(Record extracts)
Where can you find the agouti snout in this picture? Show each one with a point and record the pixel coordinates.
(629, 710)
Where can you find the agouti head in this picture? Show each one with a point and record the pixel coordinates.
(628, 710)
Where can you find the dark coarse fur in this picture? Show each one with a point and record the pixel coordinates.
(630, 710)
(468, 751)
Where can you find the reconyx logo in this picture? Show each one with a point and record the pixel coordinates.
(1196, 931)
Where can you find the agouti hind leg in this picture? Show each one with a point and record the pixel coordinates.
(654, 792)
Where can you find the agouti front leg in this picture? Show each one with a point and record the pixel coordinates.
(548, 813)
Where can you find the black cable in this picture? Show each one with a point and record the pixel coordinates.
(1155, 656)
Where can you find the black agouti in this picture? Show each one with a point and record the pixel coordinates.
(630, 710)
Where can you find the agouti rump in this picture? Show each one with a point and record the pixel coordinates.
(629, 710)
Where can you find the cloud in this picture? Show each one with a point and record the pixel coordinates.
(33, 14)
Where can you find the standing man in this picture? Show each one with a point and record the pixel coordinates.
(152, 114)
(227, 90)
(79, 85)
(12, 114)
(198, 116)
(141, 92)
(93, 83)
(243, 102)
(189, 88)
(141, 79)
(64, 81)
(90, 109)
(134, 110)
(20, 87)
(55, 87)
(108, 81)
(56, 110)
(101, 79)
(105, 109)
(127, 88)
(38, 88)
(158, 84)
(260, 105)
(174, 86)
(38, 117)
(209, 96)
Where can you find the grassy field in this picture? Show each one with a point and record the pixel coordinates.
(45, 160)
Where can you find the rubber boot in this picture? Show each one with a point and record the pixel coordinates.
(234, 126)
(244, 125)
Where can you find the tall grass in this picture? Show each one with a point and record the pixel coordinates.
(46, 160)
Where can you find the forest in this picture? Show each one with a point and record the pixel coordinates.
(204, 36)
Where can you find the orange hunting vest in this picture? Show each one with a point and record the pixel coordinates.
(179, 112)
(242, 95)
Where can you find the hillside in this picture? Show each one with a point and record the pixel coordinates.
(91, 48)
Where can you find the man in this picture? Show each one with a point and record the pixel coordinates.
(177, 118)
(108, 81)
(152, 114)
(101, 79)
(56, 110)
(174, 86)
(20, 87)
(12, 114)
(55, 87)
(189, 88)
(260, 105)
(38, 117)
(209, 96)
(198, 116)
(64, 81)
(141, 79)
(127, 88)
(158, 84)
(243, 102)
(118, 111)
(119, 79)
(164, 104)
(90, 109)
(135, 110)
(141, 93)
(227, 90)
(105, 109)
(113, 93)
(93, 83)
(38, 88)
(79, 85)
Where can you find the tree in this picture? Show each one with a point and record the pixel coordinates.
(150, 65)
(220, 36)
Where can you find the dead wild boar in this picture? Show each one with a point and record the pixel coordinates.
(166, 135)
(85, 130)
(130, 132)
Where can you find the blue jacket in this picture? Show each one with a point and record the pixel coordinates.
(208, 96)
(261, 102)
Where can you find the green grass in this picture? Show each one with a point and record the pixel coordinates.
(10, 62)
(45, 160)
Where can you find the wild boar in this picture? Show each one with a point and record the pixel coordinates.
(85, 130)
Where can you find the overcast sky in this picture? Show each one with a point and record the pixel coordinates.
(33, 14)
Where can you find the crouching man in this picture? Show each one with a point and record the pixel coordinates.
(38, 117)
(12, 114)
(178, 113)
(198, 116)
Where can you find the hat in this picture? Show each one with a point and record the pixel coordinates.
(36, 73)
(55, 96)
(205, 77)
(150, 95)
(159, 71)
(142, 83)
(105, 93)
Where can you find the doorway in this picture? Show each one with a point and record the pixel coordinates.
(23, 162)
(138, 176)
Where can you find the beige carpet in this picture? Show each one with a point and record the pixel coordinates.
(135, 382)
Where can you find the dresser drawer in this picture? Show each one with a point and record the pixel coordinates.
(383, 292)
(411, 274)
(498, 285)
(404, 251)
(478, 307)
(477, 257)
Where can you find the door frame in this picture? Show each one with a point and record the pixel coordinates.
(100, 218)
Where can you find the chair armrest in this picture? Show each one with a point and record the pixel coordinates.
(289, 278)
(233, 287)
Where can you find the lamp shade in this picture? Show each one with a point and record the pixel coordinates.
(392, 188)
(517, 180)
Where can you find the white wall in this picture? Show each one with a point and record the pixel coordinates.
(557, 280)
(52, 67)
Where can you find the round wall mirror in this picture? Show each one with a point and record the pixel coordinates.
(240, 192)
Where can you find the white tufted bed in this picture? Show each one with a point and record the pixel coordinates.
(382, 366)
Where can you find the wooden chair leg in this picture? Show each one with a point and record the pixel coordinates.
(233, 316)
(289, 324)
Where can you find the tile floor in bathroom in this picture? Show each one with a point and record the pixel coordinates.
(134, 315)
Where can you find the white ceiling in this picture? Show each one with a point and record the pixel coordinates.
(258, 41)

(Requirement)
Write the material above out once more, exactly as it stands.

(Output below)
Where can you find the agouti snout in this picture? Show each one with a point and record the pixel coordinates.
(629, 710)
Where can you find the agouti head in this picture? Show each one with a point and record the pixel coordinates.
(628, 710)
Where can you find the dark coarse fur in this picture? Show each one with a point and record the pixel coordinates.
(630, 710)
(468, 751)
Where can you find the reconyx logo in this picture? Show each one with a point and record the pixel coordinates.
(1196, 931)
Where can you find the agouti hind leg in this picture? Show each one with a point and record the pixel coordinates.
(654, 792)
Where can you find the agouti front leg in this picture? Show each one with a point and record the pixel coordinates.
(548, 813)
Where can you find the black cable in this picture? Show each one with a point and record the pixel coordinates.
(1155, 656)
Where can you find the black agouti in this picture? Show each one with a point and record the pixel coordinates.
(630, 710)
Where can you find the agouti rump in this picture? Show each one with a point and record the pixel coordinates.
(629, 710)
Where can you find the cloud in this picture? Show each one with a point and record the pixel coordinates.
(33, 14)
Where can you find the standing man in this picture? Show each one with a point and record the pixel coordinates.
(152, 114)
(227, 90)
(79, 85)
(12, 114)
(198, 116)
(141, 92)
(93, 83)
(243, 102)
(189, 88)
(141, 79)
(64, 81)
(90, 109)
(134, 110)
(20, 87)
(55, 87)
(108, 81)
(56, 110)
(101, 79)
(105, 109)
(127, 88)
(38, 88)
(158, 84)
(260, 105)
(174, 86)
(38, 117)
(209, 96)
Where can you find the grassy field in this picture? Show each one with a point and record the pixel coordinates.
(45, 160)
Where can you find the rubber boot in this picture? Show each one with a point and record the pixel coordinates.
(234, 126)
(244, 125)
Where can you find the tall grass in this picture? Show each one with a point and record the pixel coordinates.
(46, 160)
Where can you find the forest in this picture? Show each one with a point and record the pixel coordinates.
(204, 36)
Where can you find the orange hunting vest in this picture? Show each one with a point and record the pixel coordinates.
(179, 112)
(242, 95)
Where can you find the hillside in this picture? Show each one with a point and record the pixel coordinates.
(91, 48)
Where can you find the man in this picture? Show each one with a point and record the pixel coordinates.
(177, 118)
(108, 81)
(152, 114)
(101, 79)
(56, 110)
(174, 86)
(20, 87)
(12, 114)
(55, 87)
(189, 88)
(260, 105)
(38, 117)
(209, 96)
(198, 116)
(64, 81)
(141, 79)
(127, 88)
(158, 84)
(243, 102)
(118, 111)
(119, 79)
(164, 104)
(90, 109)
(135, 110)
(141, 93)
(227, 90)
(105, 109)
(113, 93)
(93, 83)
(38, 88)
(79, 85)
Where can you find the tree in this picture? Show each one with a point and record the pixel coordinates.
(150, 65)
(220, 36)
Where can you find the dead wild boar in this picture? Show each one with a point and record the pixel coordinates.
(166, 135)
(85, 130)
(130, 132)
Where can you find the blue jacket in this picture? Show each one with a point and record the pixel coordinates.
(208, 96)
(261, 102)
Where can you find the green grass in this picture? Show each one with a point and record the pixel coordinates.
(10, 62)
(45, 160)
Where can you find the wild boar in this picture? Show each one with a point and record the pixel coordinates.
(85, 130)
Where can you find the overcast sky in this picture? Show each one with a point and record the pixel coordinates.
(33, 14)
Where can you find the crouching man in this picture? Show each one with a point and record the pixel coordinates.
(38, 117)
(12, 114)
(178, 113)
(198, 116)
Where can you find the hat in this picture? Show each one with a point and record the pixel coordinates.
(36, 73)
(55, 96)
(205, 77)
(150, 95)
(159, 71)
(142, 83)
(105, 93)
Where can you find the doorway in this picture? Show each one with a point and record the pixel coordinates.
(23, 162)
(138, 176)
Where can you find the beige carpet in this picture? Show each one with a point and record the pixel coordinates.
(135, 382)
Where can you find the dresser drawer in this picture? Show each one with a point and record the pixel coordinates.
(383, 292)
(411, 274)
(498, 285)
(404, 251)
(478, 307)
(477, 257)
Where can you find the door frame in this picture? Show each one with a point and record the pixel coordinates.
(100, 218)
Where can you find the chair armrest in this picture? Show each one with a point and record the pixel coordinates.
(289, 278)
(233, 287)
Where can you find the lamp shade in this picture? Show each one with a point and record the pixel coordinates.
(392, 188)
(517, 180)
Where can you find the white wall in this picture? Show each one with a point and record the pixel coordinates.
(557, 280)
(52, 67)
Where can you find the round wall mirror in this picture? Show each one with a point and record the pixel coordinates.
(240, 192)
Where can you find the white tufted bed in this picture? Show each one with a point and record the pixel coordinates.
(382, 366)
Where can you find the wooden chair leg in this picture? Show each one with a point and record the pixel coordinates.
(233, 316)
(289, 324)
Where can you find the tile floor in bathroom in this picture? Show each one with a point and record the pixel coordinates.
(134, 315)
Where can you find the white ceiling in this picture? Show each one with a point and record the pixel coordinates.
(258, 41)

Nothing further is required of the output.